Plaintiff, a Massachusetts manufacturing corporation operating on a mail order-f.o.b. delivery basis, maintained a branch office and warehouse in Chicago. While some over-the-counter sales were consummated in Chicago, this office acted mainly as a headquarters for an engineering staff maintained as a service to customers, and as a conduit for orders placed by Illinois customers with the company. Orders received at the branch office were forwarded to Massachusetts for acceptance or rejection, and some filled orders were shipped to customers by way of the local outlet as a means of reducing freight costs. Although the Chicago office did not solicit orders, and often had no connection whatsoever with sales made by the home office to Illinois customers, the plaintiff was compelled to pay, under protest, a state occupation tax measured by the entire gross receipts of the company from sales to persons in the state. On certiorari from the decision of the Illinois Supreme Court upholding the tax over federal constitutional objections, held, that sales channeled through the local office are taxable, but transactions directly between the home office and Illinois customers are interstate sales beyond the taxing power of the state. Norton Co. v. Dept. of Revenue of Illinois, 340 U.S. 534, 71 S. Ct. 377 (1951).

Directions for this task – Reproduce the summary of the Illinois occupation tax case above word for word, from start to finish.

Data rows –

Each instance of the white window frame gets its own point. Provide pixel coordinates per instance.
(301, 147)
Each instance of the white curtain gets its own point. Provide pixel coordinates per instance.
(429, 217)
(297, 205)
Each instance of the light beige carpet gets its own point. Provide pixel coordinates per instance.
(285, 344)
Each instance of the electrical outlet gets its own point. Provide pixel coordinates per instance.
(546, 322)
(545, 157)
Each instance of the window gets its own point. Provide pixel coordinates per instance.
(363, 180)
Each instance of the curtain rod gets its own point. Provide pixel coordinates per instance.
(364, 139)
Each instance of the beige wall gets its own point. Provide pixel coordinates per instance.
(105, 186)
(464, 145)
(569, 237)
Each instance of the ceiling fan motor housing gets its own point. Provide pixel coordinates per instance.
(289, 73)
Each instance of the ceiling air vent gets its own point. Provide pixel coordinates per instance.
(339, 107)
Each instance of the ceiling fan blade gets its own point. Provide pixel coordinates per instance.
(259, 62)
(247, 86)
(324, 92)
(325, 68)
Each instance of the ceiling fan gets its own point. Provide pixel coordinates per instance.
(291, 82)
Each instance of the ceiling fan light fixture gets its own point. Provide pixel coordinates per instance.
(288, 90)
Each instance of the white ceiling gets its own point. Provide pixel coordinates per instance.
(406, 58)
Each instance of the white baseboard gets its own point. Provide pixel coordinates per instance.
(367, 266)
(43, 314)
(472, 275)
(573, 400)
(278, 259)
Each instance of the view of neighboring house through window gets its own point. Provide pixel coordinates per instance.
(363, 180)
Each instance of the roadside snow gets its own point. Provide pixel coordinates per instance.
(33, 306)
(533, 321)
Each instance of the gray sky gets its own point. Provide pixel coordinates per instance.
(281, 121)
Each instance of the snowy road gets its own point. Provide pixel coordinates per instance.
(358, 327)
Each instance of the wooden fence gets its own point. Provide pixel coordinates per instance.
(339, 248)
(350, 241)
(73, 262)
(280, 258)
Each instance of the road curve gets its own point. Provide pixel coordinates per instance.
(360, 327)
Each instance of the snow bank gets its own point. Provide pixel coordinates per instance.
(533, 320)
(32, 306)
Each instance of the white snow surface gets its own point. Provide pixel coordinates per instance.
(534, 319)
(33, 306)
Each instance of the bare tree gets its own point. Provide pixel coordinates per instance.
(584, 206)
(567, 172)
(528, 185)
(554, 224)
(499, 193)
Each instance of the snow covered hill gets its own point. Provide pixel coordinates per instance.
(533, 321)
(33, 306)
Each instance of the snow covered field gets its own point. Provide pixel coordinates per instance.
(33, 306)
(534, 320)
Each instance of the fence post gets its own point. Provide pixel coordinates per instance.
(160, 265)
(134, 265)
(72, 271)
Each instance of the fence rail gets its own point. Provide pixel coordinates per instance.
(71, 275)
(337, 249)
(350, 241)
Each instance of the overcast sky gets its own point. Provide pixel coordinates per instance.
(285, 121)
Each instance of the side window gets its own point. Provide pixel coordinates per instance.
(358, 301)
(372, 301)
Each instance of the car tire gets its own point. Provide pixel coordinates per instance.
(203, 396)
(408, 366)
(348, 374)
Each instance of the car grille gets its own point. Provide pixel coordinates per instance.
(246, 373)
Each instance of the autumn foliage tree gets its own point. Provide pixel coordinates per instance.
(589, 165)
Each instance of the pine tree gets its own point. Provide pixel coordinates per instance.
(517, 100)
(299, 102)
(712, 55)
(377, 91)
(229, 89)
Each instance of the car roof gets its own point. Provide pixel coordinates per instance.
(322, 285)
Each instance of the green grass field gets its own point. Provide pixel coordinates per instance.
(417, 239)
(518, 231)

Answer in full –
Plaintiff, a Massachusetts manufacturing corporation operating on a mail order-f.o.b. delivery basis, maintained a branch office and warehouse in Chicago. While some over-the-counter sales were consummated in Chicago, this office acted mainly as a headquarters for an engineering staff maintained as a service to customers, and as a conduit for orders placed by Illinois customers with the company. Orders received at the branch office were forwarded to Massachusetts for acceptance or rejection, and some filled orders were shipped to customers by way of the local outlet as a means of reducing freight costs. Although the Chicago office did not solicit orders, and often had no connection whatsoever with sales made by the home office to Illinois customers, the plaintiff was compelled to pay, under protest, a state occupation tax measured by the entire gross receipts of the company from sales to persons in the state. On certiorari from the decision of the Illinois Supreme Court upholding the tax over federal constitutional objections, held, that sales channeled through the local office are taxable, but transactions directly between the home office and Illinois customers are interstate sales beyond the taxing power of the state. Norton Co. v. Dept. of Revenue of Illinois, 340 U.S. 534, 71 S. Ct. 377 (1951).